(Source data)
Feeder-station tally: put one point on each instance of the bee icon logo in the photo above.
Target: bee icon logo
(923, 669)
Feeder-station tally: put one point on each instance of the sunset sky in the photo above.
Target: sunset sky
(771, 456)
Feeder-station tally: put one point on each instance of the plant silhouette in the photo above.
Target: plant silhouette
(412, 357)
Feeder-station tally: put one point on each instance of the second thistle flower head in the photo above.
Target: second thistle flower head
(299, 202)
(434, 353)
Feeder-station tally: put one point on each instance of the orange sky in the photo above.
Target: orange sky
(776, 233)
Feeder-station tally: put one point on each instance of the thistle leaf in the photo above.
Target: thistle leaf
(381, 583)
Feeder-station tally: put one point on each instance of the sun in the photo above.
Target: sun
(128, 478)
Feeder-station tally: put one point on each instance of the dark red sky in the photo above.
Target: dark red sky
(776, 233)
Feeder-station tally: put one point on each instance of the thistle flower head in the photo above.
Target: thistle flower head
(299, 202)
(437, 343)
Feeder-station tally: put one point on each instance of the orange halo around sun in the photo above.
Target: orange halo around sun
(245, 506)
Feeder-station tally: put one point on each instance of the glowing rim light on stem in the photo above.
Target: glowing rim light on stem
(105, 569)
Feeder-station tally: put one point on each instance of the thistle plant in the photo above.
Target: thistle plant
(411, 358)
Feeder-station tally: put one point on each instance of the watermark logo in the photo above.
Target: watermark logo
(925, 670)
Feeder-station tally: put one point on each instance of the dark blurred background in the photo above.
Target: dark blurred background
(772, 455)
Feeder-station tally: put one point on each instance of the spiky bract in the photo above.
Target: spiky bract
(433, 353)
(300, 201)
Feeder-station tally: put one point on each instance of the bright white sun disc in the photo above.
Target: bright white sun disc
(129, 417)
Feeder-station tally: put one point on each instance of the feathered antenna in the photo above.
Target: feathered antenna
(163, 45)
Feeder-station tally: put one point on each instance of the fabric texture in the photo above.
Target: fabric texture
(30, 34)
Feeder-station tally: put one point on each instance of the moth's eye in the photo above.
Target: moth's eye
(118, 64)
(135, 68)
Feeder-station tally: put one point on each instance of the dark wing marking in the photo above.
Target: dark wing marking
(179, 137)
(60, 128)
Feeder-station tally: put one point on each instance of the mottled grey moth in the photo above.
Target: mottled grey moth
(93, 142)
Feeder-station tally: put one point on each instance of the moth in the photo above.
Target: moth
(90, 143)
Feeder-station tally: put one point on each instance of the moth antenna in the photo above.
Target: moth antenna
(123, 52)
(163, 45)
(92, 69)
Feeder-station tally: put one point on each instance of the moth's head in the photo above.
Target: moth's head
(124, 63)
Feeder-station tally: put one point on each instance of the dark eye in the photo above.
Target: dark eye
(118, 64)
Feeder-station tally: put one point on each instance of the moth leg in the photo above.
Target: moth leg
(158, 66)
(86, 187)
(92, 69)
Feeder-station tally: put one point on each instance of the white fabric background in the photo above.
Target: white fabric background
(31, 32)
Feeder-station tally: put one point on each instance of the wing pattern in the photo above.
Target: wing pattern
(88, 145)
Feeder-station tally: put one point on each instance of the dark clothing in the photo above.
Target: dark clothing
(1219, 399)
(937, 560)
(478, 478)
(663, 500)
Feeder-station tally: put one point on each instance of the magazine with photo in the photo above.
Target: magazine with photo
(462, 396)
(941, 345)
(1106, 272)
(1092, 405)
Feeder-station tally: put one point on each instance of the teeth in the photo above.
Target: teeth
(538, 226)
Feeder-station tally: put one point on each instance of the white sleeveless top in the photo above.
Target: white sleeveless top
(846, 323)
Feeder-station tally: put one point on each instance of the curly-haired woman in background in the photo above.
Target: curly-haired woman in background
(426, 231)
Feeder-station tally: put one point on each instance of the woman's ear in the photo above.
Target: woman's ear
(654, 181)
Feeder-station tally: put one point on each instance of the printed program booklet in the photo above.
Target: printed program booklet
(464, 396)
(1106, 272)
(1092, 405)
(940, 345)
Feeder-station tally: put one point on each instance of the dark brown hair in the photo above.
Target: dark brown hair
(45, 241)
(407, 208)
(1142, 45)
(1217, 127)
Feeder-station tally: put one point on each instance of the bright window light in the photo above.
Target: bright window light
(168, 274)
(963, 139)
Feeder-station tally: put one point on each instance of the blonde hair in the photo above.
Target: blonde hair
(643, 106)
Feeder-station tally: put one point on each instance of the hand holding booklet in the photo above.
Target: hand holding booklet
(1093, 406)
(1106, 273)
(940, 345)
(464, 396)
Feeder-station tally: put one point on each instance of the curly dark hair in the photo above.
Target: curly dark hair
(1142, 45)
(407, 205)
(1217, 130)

==

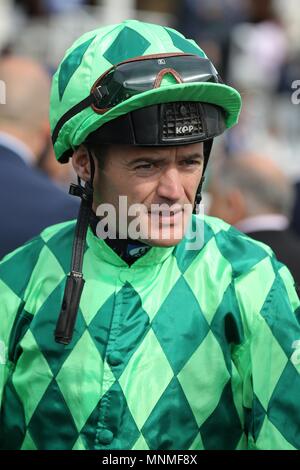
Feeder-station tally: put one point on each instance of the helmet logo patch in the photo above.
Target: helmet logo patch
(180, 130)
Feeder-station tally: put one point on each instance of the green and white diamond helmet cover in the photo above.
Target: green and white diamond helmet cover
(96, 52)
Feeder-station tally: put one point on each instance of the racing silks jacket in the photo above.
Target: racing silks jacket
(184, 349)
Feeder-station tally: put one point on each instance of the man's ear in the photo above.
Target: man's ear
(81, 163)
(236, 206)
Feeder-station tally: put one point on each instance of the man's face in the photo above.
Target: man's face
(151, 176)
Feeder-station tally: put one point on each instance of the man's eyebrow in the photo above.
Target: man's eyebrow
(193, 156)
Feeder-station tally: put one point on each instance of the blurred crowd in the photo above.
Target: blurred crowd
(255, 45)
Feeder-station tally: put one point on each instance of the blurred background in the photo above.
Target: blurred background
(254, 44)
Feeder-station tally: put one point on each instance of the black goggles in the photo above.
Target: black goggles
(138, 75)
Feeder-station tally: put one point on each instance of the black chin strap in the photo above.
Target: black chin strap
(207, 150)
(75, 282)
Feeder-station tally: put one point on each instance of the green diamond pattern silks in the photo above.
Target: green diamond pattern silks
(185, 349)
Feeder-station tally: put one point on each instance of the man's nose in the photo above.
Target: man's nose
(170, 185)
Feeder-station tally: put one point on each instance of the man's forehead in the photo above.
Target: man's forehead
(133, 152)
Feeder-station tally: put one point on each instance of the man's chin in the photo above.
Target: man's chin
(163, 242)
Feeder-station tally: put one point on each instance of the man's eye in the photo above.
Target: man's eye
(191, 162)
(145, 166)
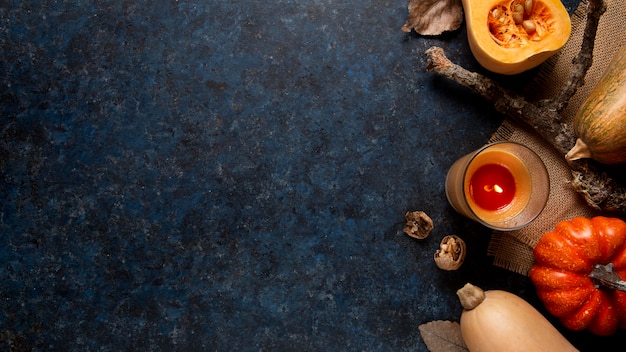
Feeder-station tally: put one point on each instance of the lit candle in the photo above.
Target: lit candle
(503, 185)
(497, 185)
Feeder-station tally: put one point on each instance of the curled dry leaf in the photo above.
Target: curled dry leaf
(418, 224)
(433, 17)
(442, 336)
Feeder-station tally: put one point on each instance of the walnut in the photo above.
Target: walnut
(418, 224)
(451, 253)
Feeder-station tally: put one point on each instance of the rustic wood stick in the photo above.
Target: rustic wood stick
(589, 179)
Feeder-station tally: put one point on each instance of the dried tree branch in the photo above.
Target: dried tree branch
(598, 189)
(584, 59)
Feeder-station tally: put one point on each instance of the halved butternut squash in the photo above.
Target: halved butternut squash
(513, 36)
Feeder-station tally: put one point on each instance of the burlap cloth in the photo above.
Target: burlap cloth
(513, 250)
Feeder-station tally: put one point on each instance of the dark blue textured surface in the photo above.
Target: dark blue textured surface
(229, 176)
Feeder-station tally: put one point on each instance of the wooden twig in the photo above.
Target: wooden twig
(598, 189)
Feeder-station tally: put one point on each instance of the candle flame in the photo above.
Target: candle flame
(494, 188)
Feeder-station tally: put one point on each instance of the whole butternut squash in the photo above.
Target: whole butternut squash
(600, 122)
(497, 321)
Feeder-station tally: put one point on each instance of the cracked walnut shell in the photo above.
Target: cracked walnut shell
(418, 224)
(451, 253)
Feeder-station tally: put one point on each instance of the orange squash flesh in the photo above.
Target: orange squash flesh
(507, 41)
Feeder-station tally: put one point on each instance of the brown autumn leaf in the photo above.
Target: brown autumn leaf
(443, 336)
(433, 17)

==

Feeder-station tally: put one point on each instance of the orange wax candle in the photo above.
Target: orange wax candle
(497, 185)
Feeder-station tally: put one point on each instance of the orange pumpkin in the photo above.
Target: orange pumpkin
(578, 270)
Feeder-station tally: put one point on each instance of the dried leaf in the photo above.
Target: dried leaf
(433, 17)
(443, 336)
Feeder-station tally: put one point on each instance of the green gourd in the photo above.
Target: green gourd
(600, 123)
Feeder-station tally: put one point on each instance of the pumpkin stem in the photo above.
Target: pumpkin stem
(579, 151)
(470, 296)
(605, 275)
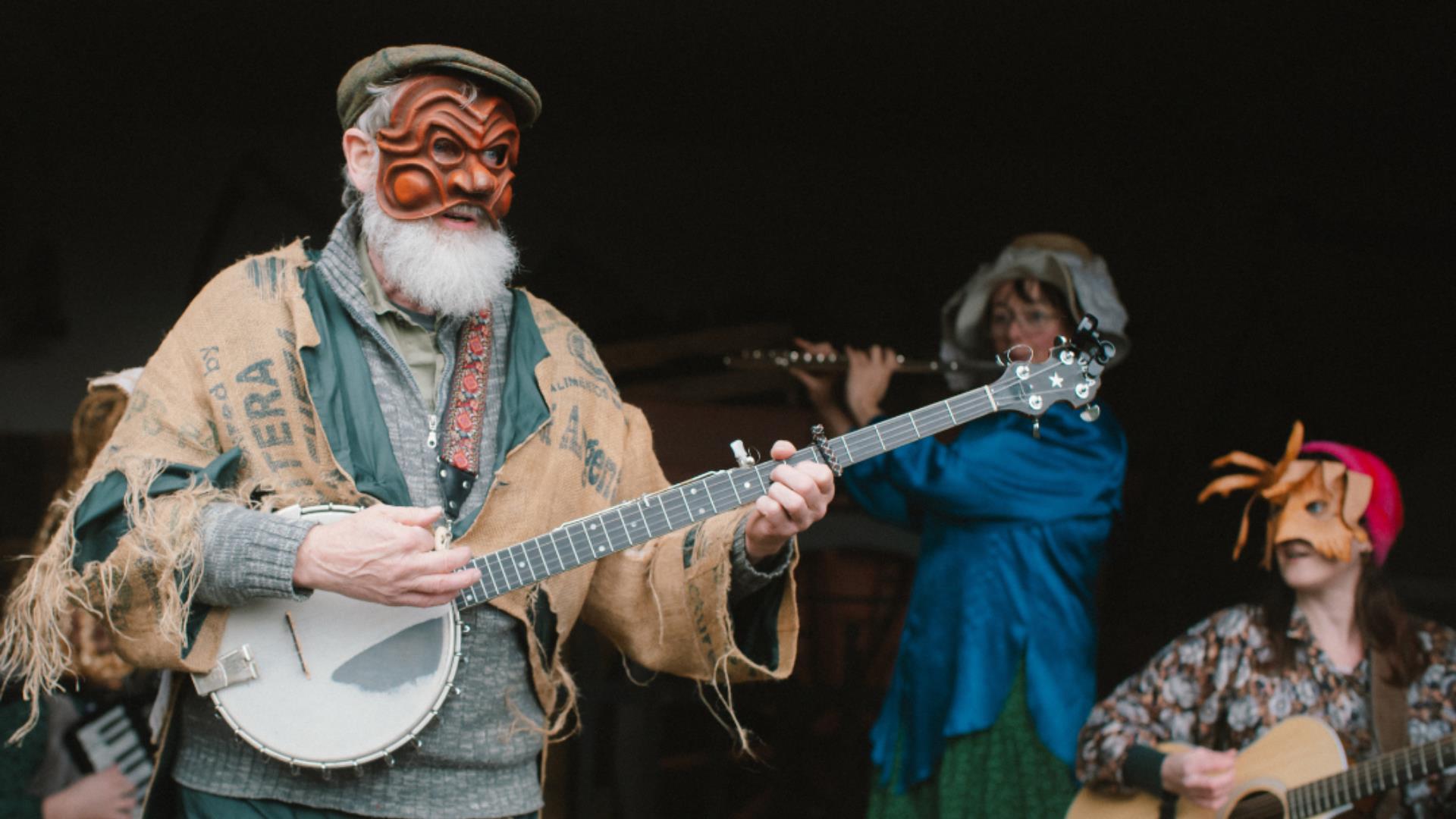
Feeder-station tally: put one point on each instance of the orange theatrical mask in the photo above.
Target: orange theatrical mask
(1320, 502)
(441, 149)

◆ OBJECTIVE ◆
Tally the lines in the source data above that contain the string "walnut", treating uppercase and lowercase as different. Reply with the number only.

◆ WRITTEN RESPONSE ◆
4